Task objective: Output as a JSON list of strings the lines of the entries below, from the line containing "Please find the saddle pad" up to and including the line containing "[0,0,951,327]", one string per line and no strings for blank lines.

Material for this exercise:
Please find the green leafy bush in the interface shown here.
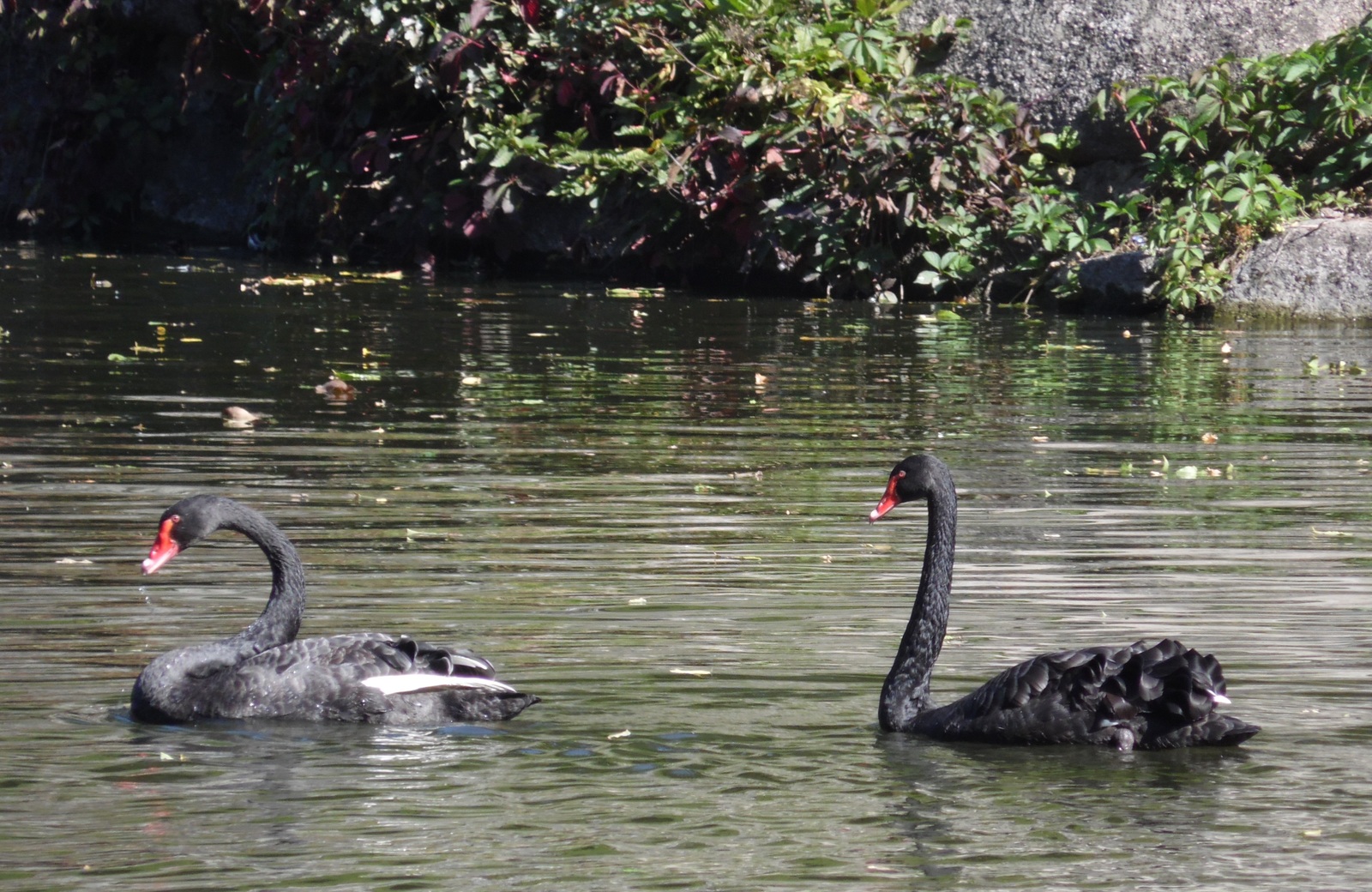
[244,0,1068,293]
[1098,18,1372,310]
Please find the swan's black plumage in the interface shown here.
[132,496,538,725]
[869,455,1260,750]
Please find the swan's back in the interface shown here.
[910,638,1260,750]
[133,633,538,725]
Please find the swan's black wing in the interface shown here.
[914,640,1258,750]
[189,633,538,725]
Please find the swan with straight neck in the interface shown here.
[130,496,538,725]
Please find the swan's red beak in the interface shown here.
[867,473,906,523]
[142,517,181,576]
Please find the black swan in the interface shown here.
[132,496,538,725]
[867,455,1260,750]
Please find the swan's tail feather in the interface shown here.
[1099,638,1260,750]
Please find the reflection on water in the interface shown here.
[0,249,1372,892]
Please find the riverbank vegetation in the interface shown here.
[0,0,1372,310]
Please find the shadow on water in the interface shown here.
[876,734,1250,888]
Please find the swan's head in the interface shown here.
[142,496,232,575]
[867,455,955,523]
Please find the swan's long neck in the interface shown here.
[222,505,304,654]
[878,479,958,732]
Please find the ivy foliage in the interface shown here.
[1096,16,1372,310]
[238,0,1068,293]
[10,0,1372,310]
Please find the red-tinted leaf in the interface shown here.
[466,0,491,30]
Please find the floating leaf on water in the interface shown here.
[220,407,262,427]
[405,527,448,542]
[314,376,357,401]
[259,276,334,288]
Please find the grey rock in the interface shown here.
[901,0,1369,156]
[1072,251,1161,313]
[1223,217,1372,320]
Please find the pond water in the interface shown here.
[0,245,1372,892]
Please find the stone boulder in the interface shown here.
[901,0,1369,160]
[1221,217,1372,320]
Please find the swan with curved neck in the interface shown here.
[130,496,538,725]
[867,455,1260,750]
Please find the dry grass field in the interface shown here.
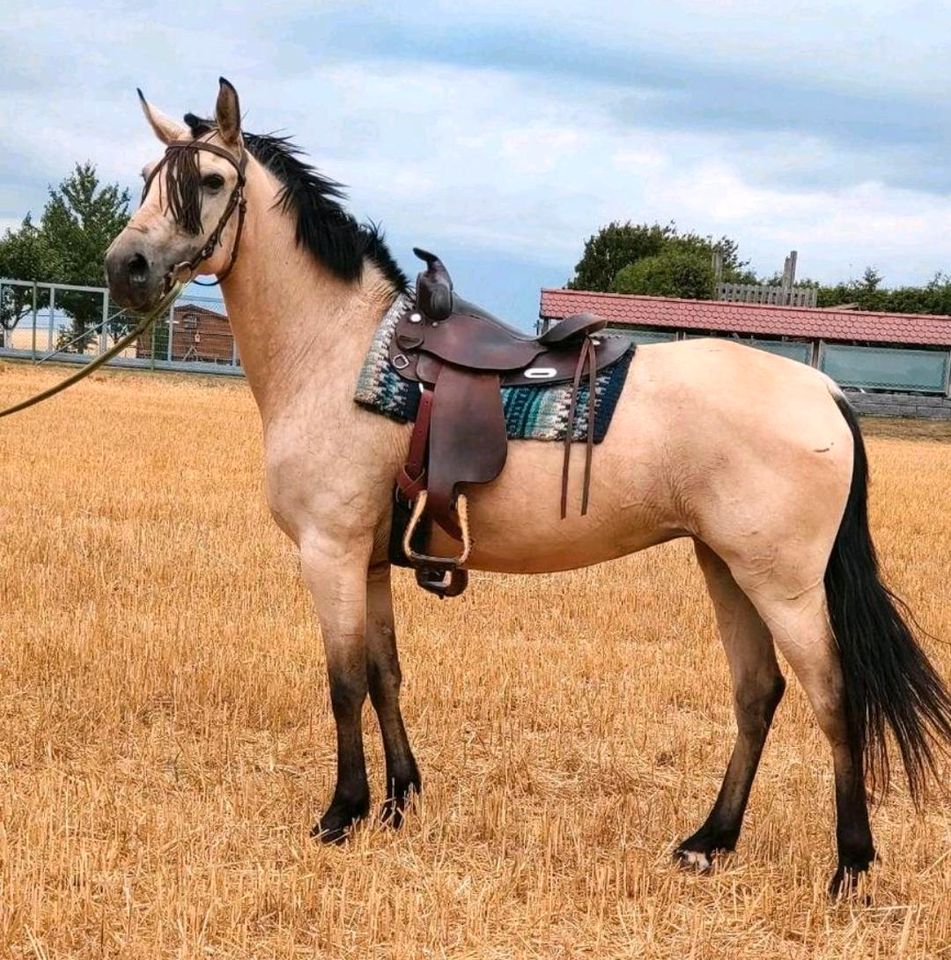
[0,363,951,960]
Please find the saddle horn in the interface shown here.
[413,247,452,320]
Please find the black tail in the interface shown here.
[825,395,951,804]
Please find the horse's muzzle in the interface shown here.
[106,244,164,311]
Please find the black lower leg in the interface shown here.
[313,676,370,843]
[829,745,875,896]
[367,651,422,828]
[674,674,786,870]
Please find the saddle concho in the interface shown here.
[389,249,631,597]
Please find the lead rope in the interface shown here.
[0,283,182,417]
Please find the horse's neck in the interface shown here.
[222,166,393,426]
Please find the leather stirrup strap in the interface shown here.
[396,387,433,502]
[581,337,598,516]
[561,337,598,520]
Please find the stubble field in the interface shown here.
[0,364,951,960]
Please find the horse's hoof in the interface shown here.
[380,779,420,830]
[829,863,872,906]
[674,847,713,873]
[310,805,369,844]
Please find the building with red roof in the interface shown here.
[539,288,951,418]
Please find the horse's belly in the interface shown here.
[433,407,686,573]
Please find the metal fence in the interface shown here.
[717,283,819,307]
[0,279,242,374]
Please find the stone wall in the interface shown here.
[845,390,951,420]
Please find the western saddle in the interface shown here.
[389,248,630,597]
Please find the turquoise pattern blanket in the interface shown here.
[354,295,634,443]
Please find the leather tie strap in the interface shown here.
[396,387,433,503]
[561,337,598,520]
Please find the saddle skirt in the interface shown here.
[378,250,633,596]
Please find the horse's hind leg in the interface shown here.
[737,573,875,894]
[366,563,420,827]
[675,541,786,870]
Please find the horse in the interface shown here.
[105,78,951,895]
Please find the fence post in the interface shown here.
[99,290,109,353]
[165,303,175,363]
[47,284,56,353]
[30,280,37,363]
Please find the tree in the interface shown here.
[568,221,755,297]
[611,246,716,300]
[0,214,51,342]
[568,221,676,292]
[0,163,129,352]
[40,162,130,353]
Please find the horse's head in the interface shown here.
[106,78,246,312]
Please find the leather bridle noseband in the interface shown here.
[141,140,248,291]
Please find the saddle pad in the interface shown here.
[354,294,634,443]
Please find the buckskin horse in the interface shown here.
[106,79,951,893]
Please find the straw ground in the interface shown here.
[0,364,951,960]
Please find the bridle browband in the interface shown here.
[140,140,248,290]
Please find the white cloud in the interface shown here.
[0,0,951,298]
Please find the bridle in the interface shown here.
[0,140,248,417]
[142,140,248,291]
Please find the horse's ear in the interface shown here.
[136,90,188,146]
[215,77,241,147]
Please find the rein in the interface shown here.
[0,283,183,417]
[0,140,248,417]
[140,140,248,287]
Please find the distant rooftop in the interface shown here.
[539,288,951,347]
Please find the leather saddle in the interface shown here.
[389,248,630,597]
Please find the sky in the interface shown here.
[0,0,951,327]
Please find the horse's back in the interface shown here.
[447,339,851,572]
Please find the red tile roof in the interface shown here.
[540,288,951,347]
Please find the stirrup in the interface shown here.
[403,490,472,570]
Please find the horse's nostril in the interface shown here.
[126,253,149,283]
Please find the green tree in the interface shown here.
[611,246,716,300]
[568,221,676,292]
[0,163,129,352]
[40,162,130,353]
[0,214,52,336]
[568,221,755,296]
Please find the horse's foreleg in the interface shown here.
[366,563,421,827]
[675,542,786,870]
[301,542,370,843]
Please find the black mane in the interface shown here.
[185,113,409,293]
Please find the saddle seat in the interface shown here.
[389,248,630,597]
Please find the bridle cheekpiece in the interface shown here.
[142,140,248,290]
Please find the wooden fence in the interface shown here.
[717,283,818,307]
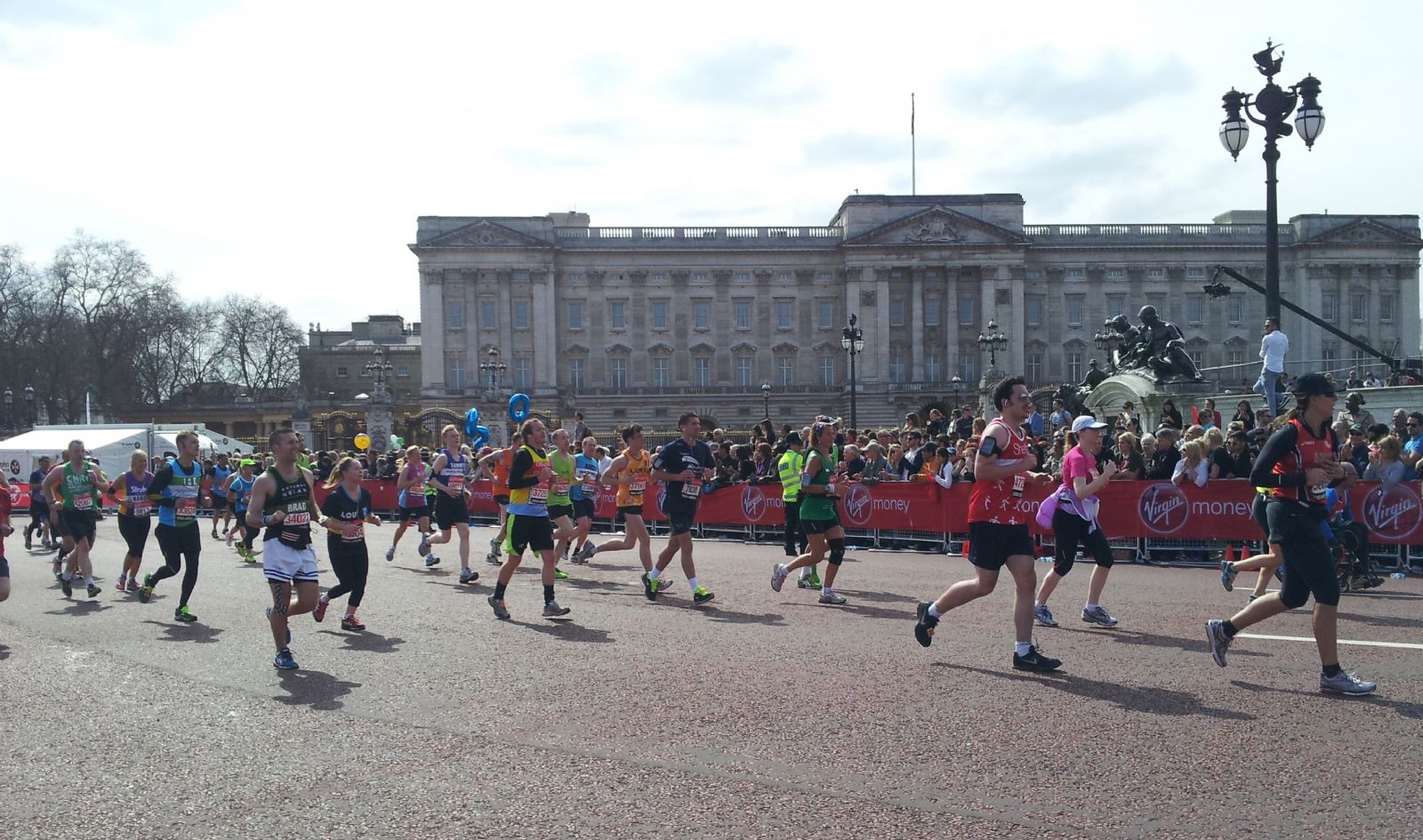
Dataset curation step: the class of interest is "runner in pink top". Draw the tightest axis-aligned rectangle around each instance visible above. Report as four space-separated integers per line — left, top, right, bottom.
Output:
1033 415 1117 627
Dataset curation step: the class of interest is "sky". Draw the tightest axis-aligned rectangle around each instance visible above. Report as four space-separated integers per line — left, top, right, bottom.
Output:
0 0 1423 328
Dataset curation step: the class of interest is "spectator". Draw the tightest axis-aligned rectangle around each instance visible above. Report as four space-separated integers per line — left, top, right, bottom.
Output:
1171 441 1210 487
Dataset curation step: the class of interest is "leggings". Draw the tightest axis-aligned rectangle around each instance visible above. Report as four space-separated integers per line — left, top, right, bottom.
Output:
326 537 370 610
152 523 202 607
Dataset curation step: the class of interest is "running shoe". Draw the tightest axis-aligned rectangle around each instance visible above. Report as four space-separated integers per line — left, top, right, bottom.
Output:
1205 619 1231 668
1013 645 1063 674
771 563 790 593
913 601 939 647
1081 604 1117 627
1221 560 1240 593
488 596 510 621
1319 671 1379 695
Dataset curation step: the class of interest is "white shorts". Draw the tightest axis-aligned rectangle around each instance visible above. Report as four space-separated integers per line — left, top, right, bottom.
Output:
261 539 318 583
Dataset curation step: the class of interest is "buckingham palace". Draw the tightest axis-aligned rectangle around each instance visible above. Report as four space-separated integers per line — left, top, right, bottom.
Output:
410 193 1423 428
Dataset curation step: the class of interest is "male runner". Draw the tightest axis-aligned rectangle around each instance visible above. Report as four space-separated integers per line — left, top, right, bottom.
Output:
642 411 716 604
44 441 104 598
913 377 1062 671
247 428 320 669
138 432 202 624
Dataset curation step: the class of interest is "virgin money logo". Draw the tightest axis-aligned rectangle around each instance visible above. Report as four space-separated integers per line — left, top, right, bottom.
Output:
1138 482 1191 536
1363 484 1423 540
845 484 875 527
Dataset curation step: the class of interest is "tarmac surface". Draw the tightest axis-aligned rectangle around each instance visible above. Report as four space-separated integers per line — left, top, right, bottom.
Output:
0 517 1423 840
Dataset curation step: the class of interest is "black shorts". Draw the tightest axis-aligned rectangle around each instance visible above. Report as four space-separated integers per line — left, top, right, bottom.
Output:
60 508 98 544
436 491 470 530
968 520 1037 572
510 513 553 555
118 513 152 557
801 512 840 537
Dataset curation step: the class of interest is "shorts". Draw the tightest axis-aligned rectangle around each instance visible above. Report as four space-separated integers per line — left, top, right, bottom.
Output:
60 508 98 544
968 520 1037 572
436 491 470 530
801 512 840 537
118 513 152 557
510 513 553 555
261 537 318 583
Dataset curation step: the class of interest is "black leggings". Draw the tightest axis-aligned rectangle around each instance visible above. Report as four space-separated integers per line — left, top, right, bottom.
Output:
152 523 202 607
1053 508 1115 577
326 537 370 610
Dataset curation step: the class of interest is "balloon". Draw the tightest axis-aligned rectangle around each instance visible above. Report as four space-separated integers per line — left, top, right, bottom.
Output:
510 394 529 423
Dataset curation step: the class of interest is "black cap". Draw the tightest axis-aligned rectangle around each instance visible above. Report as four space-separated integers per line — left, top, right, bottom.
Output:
1292 374 1335 396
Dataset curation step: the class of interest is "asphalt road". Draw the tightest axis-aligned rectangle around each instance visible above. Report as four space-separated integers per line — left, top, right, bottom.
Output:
0 519 1423 840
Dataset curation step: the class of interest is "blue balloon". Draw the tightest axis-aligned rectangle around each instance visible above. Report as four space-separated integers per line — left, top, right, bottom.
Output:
510 394 529 423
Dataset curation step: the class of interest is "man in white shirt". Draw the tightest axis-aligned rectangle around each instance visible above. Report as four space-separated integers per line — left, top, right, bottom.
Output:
1254 317 1290 417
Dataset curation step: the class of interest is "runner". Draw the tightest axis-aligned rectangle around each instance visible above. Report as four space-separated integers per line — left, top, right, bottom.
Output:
208 452 232 540
311 456 380 633
422 423 479 583
386 446 439 569
642 411 716 604
771 420 845 604
138 432 202 622
1033 415 1117 627
44 441 104 598
576 423 660 591
1205 374 1378 695
109 449 154 593
247 428 320 669
226 458 261 563
913 377 1062 671
24 455 55 551
489 420 571 620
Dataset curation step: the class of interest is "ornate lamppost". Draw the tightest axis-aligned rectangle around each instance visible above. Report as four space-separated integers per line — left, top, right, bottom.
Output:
1219 41 1325 324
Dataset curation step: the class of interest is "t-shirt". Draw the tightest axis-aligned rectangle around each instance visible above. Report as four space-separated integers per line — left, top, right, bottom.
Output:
652 437 716 515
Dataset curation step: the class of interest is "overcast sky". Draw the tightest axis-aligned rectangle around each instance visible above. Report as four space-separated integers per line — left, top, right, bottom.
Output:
0 0 1423 327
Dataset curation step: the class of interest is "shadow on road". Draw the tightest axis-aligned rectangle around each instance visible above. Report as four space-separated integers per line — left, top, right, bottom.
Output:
320 629 406 654
934 662 1255 721
272 669 361 712
1231 679 1423 721
144 619 222 644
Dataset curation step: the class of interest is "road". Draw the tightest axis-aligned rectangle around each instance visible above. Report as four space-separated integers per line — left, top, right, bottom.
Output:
0 519 1423 840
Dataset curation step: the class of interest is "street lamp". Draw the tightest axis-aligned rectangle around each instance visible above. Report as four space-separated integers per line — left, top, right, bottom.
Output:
1219 41 1325 324
840 314 865 429
979 321 1008 368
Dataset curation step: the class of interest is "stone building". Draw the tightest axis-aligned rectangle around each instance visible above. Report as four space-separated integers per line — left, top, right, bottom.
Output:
410 193 1423 428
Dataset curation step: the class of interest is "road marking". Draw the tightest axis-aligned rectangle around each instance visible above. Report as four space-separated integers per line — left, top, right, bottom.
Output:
1235 633 1423 651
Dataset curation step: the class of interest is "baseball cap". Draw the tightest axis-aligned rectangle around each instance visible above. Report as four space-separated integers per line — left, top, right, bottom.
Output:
1072 413 1107 435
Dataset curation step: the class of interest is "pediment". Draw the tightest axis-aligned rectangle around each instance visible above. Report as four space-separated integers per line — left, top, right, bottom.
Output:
1305 216 1423 246
414 219 552 247
845 204 1027 246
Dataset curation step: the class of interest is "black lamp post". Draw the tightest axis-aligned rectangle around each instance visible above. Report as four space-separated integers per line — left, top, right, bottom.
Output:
1219 41 1325 324
840 316 865 429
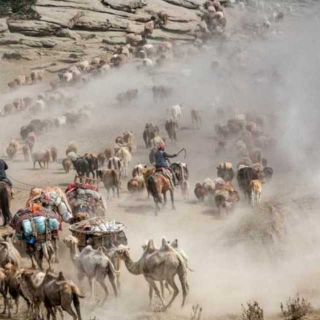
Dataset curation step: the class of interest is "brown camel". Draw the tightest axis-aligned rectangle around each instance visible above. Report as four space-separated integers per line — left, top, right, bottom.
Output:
147 172 176 215
120 239 188 311
0 182 12 227
22 271 84 320
63 236 120 302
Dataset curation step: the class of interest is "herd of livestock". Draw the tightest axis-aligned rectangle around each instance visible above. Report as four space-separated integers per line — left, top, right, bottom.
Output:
0 0 283 320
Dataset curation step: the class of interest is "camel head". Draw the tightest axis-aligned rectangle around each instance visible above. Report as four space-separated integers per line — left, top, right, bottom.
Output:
170 239 178 249
115 245 130 259
63 235 78 249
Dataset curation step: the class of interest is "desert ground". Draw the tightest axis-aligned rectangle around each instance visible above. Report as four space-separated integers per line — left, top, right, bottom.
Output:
0 2 320 320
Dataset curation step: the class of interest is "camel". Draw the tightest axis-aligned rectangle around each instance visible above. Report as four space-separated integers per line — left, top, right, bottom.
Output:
116 147 132 177
0 234 22 268
98 169 121 199
3 263 30 318
119 239 188 311
21 271 84 320
142 239 193 305
63 236 120 302
0 182 12 227
28 240 57 271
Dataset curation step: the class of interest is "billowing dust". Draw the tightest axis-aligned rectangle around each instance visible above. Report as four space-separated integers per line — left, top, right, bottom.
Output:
0 3 320 319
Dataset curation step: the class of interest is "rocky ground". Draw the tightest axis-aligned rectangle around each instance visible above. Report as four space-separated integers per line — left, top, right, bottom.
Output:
0 0 208 89
0 0 320 320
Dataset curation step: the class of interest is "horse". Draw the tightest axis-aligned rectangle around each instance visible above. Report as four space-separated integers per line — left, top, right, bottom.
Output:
147 165 178 215
0 182 12 227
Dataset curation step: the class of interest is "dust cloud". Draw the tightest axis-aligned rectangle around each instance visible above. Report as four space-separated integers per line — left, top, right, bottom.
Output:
0 1 320 319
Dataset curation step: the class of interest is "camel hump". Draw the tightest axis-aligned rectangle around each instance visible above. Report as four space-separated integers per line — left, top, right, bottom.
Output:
146 239 156 253
58 271 66 281
171 239 179 249
160 237 173 251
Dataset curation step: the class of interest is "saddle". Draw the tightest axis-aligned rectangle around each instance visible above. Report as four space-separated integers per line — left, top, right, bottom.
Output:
155 167 175 187
0 180 14 199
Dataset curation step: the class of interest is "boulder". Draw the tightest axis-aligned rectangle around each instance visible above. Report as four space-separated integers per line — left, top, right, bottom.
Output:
7 20 61 37
56 29 81 41
102 37 126 46
0 19 8 33
162 22 194 33
19 39 43 48
40 40 57 48
2 51 39 60
0 36 20 46
73 11 128 31
163 0 200 9
102 0 147 13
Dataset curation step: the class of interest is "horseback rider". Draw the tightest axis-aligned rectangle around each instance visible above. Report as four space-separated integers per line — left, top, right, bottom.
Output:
154 143 177 186
0 159 12 188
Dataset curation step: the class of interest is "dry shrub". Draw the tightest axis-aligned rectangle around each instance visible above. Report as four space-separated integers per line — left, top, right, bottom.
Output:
241 300 263 320
281 296 311 320
190 304 202 320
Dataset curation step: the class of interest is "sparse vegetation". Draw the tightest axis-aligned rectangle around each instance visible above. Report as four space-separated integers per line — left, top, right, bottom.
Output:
241 300 263 320
190 304 202 320
0 0 38 18
281 296 311 320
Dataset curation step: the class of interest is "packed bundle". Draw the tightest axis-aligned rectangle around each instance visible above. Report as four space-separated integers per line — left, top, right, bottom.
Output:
27 187 72 222
66 184 107 217
10 207 61 241
69 217 128 248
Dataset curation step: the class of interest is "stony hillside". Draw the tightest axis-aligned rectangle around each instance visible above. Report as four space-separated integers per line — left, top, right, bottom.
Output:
0 0 205 67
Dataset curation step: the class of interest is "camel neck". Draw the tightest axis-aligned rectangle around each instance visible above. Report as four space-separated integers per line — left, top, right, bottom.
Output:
124 256 142 276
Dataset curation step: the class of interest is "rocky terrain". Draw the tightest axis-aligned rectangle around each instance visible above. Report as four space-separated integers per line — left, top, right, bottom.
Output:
0 0 209 85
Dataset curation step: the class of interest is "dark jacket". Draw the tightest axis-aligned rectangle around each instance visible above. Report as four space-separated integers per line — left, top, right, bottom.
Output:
154 150 177 168
0 159 9 180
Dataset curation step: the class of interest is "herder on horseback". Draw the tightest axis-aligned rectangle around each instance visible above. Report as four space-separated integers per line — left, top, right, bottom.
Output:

Result of the exercise:
[
  "Please find the saddle pad in the interface shown here.",
  "[354,294,634,443]",
  "Please find the buckskin horse in the interface shown here.",
  "[106,79,951,893]",
  "Please find the straw ground in the interface shown here.",
  "[0,364,951,960]",
  "Please find the bridle browband in the interface shown here.",
  "[140,140,248,290]",
  "Please find the white cloud in the interface shown here.",
  "[0,0,951,298]",
  "Please find the bridle in the interface shown here.",
  "[0,140,248,417]",
  "[142,140,248,291]",
  "Please find the horse's ear in the interface shown here.",
  "[136,90,188,146]",
  "[215,77,241,147]",
  "Please find the rein in the interface shown here.",
  "[0,283,183,417]",
  "[0,140,248,417]",
  "[140,140,248,287]",
  "Please find the distant rooftop in the interface shown here.",
  "[539,288,951,347]",
  "Please find the leather saddle in the interface shown here.",
  "[389,248,630,597]",
  "Please find the sky in the interface shown here.",
  "[0,0,951,327]"
]